**WORK TASK:**
Output every entry verbatim.

**TASK MATERIAL:**
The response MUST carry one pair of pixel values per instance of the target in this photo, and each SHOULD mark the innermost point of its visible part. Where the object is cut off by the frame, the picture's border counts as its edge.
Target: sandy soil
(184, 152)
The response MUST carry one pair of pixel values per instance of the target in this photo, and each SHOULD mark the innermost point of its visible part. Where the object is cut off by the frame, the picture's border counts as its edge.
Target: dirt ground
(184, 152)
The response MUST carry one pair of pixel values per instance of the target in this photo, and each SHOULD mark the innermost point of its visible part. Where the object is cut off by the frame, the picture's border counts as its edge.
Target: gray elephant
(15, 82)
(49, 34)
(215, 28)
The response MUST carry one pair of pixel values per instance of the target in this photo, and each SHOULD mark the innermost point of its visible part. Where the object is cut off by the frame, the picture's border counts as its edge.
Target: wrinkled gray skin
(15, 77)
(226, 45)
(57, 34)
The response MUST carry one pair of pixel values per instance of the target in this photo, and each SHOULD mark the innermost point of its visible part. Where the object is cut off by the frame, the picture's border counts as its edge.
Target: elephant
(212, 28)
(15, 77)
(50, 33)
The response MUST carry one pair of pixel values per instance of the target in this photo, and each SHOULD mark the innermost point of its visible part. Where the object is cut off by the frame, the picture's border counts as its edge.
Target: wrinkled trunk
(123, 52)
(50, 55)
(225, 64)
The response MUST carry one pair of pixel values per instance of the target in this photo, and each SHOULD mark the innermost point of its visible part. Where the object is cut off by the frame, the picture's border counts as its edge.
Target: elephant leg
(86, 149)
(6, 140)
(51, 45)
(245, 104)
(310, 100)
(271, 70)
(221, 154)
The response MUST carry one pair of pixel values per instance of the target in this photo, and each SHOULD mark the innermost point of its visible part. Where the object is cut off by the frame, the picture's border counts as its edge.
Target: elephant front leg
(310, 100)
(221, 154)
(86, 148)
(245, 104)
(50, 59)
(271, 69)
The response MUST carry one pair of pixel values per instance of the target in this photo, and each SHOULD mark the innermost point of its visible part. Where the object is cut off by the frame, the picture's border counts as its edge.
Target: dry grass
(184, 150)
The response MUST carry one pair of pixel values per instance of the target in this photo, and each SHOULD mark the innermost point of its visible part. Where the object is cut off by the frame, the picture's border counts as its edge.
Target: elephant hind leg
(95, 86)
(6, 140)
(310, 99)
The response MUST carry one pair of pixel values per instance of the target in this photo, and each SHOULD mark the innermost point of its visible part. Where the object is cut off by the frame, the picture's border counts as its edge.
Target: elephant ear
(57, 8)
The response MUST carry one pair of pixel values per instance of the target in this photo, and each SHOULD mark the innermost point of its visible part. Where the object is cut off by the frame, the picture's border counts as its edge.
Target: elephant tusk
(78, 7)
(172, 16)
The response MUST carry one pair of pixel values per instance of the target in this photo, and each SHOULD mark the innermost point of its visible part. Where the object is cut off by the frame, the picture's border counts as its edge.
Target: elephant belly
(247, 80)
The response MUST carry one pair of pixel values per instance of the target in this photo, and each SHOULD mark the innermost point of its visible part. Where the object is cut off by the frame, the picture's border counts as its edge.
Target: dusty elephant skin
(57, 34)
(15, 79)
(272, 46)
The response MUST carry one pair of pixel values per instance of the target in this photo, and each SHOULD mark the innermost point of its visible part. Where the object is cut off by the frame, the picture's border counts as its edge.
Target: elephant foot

**EXERCISE OUTPUT:**
The response MUST carry one pair of pixel values per instance of the target in this photo, and each SHOULD mark the innermost point of its visible part. Where the object is cut off by the frame, the picture's border counts as its edge.
Target: sandy soil
(184, 152)
The response MUST carry one pair of pixel values per instance of the target in this photo, and each SHOULD mark the innermost point of its visible part. Where the object is cut off by the frame, the picture's border counts as its edge.
Target: dirt ground
(184, 152)
The response MUST carry one pair of pixel values per instance of the target in this photo, and each SHOULD mark the innermost point of its visible part. Where the object is cut off by the frame, the picture's border counts as its edge.
Target: gray elephant
(15, 82)
(49, 34)
(215, 28)
The response MUST carry one pair of pixel values per instance of the target in this photo, and each SHOULD mark the innermost point of its visible part. Where the object is cut off by the frame, the picture's border counts as its edge.
Target: wrinkled gray skin
(15, 77)
(226, 45)
(57, 34)
The response MUST carry one pair of pixel values per instance of the target in this photo, and each SHOULD mark the innermost point of its visible part. Where the object is cut off by the frame, the picture's border counts as its edge.
Target: elephant
(212, 28)
(15, 77)
(50, 33)
The response MUST carry one pair of pixel values per instance of the target in this photo, and each SHOULD mark the innermost point of its visible part. Where the object is cut off by the frame, the picture's border counts as its edge.
Target: wrinkled trunk
(123, 52)
(50, 55)
(225, 64)
The response MUST carry one pair of pixel values per instance of the target in this photo, and each SHOULD mark the innermost point of its visible part. Where the object is cut off by the frame, the picture's border counts as its edge.
Target: elephant leg
(86, 149)
(6, 140)
(51, 45)
(245, 104)
(310, 100)
(271, 70)
(221, 154)
The response MUST carry one pair of pixel values per instance of the target in this photo, and each SHOULD mark the innermost point of its visible part. Where the object is cut off by the frame, the picture's border counts as its edge.
Target: elephant front leg
(310, 100)
(221, 154)
(86, 148)
(245, 104)
(50, 59)
(271, 69)
The response MUST carry one pair of pixel values per instance of the target in this photo, and each SHOULD mark the innermost point of its visible part. Where the object is cut off by the frame, the picture's border counts as its edge.
Target: dry grass
(184, 150)
The response MUST carry one pair of pixel values per instance of the target in this photo, and each SHOULD mark the innermost point of its visible part. Where the object is cut off by the frame, the picture's border counts as its edge.
Target: elephant hind leg
(95, 86)
(6, 140)
(310, 99)
The response MUST carry one pair of pixel values per instance of the target in this photo, and each SHOULD mark the innermost point of its visible part. Where the object is cut off by the frame, the picture's border counts as its edge.
Target: elephant ear
(57, 8)
The response MUST carry one pair of pixel values per instance of the target in this photo, and each SHOULD mark the innermost point of its visible part. Where the object is cut off by the frame, the picture's border counts as its edge.
Target: elephant tusk
(78, 7)
(172, 16)
The response MUST carry one pair of pixel values per instance of the target in this photo, and each SHOULD mark the innermost point of its visible part. Where the object is cut off by the frame, the picture's border counts as its edge.
Target: elephant belly
(247, 80)
The response MUST carry one pair of pixel values per instance of the target in this photo, and each SHOULD mark the innermost point of its visible part. Where the object is cut off by the frame, the picture's border counts as its edge.
Target: dusty elephant skin
(57, 34)
(15, 79)
(272, 46)
The response MUST carry one pair of pixel values per instance of the target in this photo, and each SHOULD mark the innermost point of its visible part. Where the object is cut off by the frame, the picture's border counts as its edge.
Target: elephant foot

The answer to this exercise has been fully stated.